◆ Given problem ◆
Quote the listing below in its entirety.

◆ Given information ◆

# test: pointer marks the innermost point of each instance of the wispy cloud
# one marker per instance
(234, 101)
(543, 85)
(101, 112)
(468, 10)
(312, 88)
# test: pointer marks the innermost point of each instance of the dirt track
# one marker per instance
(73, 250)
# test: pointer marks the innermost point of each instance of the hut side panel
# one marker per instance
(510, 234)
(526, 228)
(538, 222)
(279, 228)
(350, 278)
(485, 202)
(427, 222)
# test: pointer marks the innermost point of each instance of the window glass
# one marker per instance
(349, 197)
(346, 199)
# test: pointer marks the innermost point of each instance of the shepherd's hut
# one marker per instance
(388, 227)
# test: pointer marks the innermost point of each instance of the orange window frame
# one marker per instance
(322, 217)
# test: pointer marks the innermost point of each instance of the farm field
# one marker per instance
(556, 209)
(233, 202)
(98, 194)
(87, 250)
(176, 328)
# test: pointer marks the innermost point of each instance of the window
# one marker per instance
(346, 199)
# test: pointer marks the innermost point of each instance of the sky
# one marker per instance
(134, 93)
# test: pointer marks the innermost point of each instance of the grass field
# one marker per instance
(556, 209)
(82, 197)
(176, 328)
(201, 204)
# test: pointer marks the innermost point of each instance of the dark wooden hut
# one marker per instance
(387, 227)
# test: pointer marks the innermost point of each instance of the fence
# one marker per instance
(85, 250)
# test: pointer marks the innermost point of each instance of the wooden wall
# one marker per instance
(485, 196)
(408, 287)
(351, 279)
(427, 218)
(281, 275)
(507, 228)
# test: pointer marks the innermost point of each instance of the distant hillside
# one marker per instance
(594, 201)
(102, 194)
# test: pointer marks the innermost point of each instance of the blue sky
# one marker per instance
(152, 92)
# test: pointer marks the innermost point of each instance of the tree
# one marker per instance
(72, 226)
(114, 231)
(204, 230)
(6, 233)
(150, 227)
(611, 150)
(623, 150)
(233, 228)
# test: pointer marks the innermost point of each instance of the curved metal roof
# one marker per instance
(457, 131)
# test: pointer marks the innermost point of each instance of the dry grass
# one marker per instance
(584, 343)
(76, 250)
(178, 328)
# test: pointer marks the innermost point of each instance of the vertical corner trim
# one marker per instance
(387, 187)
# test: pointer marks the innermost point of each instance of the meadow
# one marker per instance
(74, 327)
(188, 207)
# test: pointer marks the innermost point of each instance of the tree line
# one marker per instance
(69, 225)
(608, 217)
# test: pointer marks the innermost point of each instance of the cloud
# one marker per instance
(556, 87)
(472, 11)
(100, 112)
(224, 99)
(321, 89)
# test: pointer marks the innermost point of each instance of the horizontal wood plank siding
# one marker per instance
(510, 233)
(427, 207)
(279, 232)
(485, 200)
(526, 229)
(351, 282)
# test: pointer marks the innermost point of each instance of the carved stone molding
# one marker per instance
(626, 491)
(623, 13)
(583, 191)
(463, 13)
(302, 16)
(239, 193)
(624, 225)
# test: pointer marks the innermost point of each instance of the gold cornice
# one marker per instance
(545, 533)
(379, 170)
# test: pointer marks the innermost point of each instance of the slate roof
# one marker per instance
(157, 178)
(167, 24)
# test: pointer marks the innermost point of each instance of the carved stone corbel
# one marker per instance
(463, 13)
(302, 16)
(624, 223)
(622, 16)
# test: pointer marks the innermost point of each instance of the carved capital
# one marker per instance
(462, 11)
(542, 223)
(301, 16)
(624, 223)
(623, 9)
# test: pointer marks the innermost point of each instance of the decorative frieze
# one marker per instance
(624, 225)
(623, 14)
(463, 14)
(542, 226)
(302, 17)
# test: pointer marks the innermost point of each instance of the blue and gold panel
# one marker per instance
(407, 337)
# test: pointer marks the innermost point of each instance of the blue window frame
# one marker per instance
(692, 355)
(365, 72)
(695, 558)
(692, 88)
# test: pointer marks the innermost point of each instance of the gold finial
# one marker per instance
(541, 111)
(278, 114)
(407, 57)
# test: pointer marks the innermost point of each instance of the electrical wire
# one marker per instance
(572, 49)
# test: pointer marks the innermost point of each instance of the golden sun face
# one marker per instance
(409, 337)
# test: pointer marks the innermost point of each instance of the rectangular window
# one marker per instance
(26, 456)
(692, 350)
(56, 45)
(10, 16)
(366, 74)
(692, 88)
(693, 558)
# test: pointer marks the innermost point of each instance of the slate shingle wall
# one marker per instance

◆ Problem solution ◆
# test: pointer marks the innermost point of each instance of the wispy cloud
# one marker per instance
(234, 101)
(543, 85)
(101, 112)
(468, 10)
(312, 88)
# test: pointer marks the innermost point of each instance of the dirt track
# one marker per instance
(73, 250)
# test: pointer marks the innermost point of each instance of the hut side panel
# one marker per instance
(510, 234)
(526, 228)
(538, 222)
(279, 228)
(350, 278)
(485, 202)
(427, 222)
# test: pointer marks the innermost point of each instance of the window glass
# one marker per instance
(349, 197)
(346, 199)
# test: pointer marks the innermost point of each instance of the shepherd's hut
# one marker per instance
(388, 227)
# test: pointer marks the innermost point of each instance of the orange window frame
# one marker per instance
(322, 217)
# test: pointer marks the innermost point of each instance of the farm field
# one marker per instance
(556, 209)
(233, 202)
(98, 194)
(87, 250)
(176, 328)
# test: pointer marks the innermost point of each instance of the window
# one marker per instance
(346, 199)
# test: pointer marks the innermost point of each instance of the sky
# one marker per instance
(134, 93)
# test: pointer marks the innermost point of each instance of the grass field
# one marker per instance
(556, 209)
(82, 197)
(176, 328)
(201, 204)
# test: pointer marks the innermost point of each instance of the dark wooden hut
# one marker per instance
(387, 227)
# test: pointer marks the innermost point of each instance of the fence
# one marker per instance
(85, 250)
# test: pointer marks the innermost point of each instance of the wooden wall
# one marker per instance
(485, 196)
(408, 287)
(351, 279)
(427, 218)
(281, 275)
(507, 228)
# test: pointer marks the innermost point of each instance of the distant hillside
# one marker per instance
(594, 201)
(102, 194)
# test: pointer marks the innermost point of each instance of the blue sky
# one marker per instance
(152, 92)
# test: pointer marks the innermost point of each instance of the tree
# one marker per instance
(72, 226)
(114, 231)
(204, 230)
(6, 233)
(150, 227)
(611, 150)
(623, 150)
(233, 228)
# test: pointer marks the innermost point of each instance of the curved metal roof
# one marker per instance
(457, 131)
# test: pointer marks the innermost point of each instance of the dry grass
# one marker per instance
(584, 343)
(76, 250)
(178, 328)
# test: pointer marks the innermost point of each instance of the vertical corner trim
# one marker per instance
(387, 187)
# test: pointer marks the innermost point of each instance of the meadow
# one marker per instance
(74, 327)
(188, 207)
# test: pointer marks the innermost point of each instance of the tree line
# one marker per instance
(69, 225)
(608, 217)
# test: pointer marks the innermost point of each instance of the cloud
# one marker per instance
(556, 87)
(472, 11)
(100, 112)
(224, 99)
(321, 89)
# test: pointer marks the innermost point of each instance of the horizontal wood plank siding
# one marker per instance
(510, 233)
(427, 207)
(279, 232)
(485, 200)
(526, 229)
(351, 282)
# test: pointer marks the innermost point of each instance of the carved stone molding
# one marker per instance
(626, 491)
(623, 13)
(583, 191)
(463, 13)
(302, 16)
(239, 193)
(624, 225)
# test: pointer marks the innermost point of each instance of the gold cornice
# one marker per instance
(545, 533)
(379, 170)
# test: pointer marks the innermost point of each instance of the slate roof
# one marker per instance
(157, 178)
(167, 24)
# test: pointer marks the innermost point of each instance of the carved stone corbel
# one marker per instance
(463, 13)
(302, 16)
(624, 223)
(622, 16)
# test: pointer marks the innermost point of each instance of the carved capital
# one marker per instance
(462, 11)
(542, 223)
(301, 16)
(624, 223)
(623, 9)
# test: pointer marks the innermost point of each instance of the decorative frieze
# one marker per instance
(624, 225)
(623, 14)
(463, 14)
(542, 226)
(302, 17)
# test: pointer marks the innermost point of each instance of the blue and gold panel
# one marker per instance
(407, 337)
# test: pointer marks the innermost point of each instance of the blue window frame
# one marker per instance
(692, 355)
(365, 72)
(695, 558)
(692, 88)
# test: pointer marks the innermost point of each instance of the gold finial
# one marker per instance
(541, 111)
(278, 114)
(407, 57)
# test: pointer marks the innermost point of each instance of the electrical wire
# one marker per instance
(572, 49)
# test: pointer marks the innermost point of each instance of the golden sun face
# one marker per instance
(409, 337)
# test: pointer marks the innermost point of each instance of the rectangular window
# one marker per instance
(26, 456)
(692, 350)
(56, 45)
(10, 16)
(366, 74)
(692, 88)
(693, 558)
# test: pointer marks the innermost point of each instance of the slate shingle wall
# one marker per instance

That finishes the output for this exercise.